Reproduce the following material verbatim, line by line, without any alteration.

####################

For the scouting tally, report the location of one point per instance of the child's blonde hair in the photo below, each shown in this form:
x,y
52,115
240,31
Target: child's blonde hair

####################

Result below
For the scouting tally, report the location of one point per instance of the child's blonde hair in the photo below, each shown in this form:
x,y
52,115
240,31
Target: child's blonde hair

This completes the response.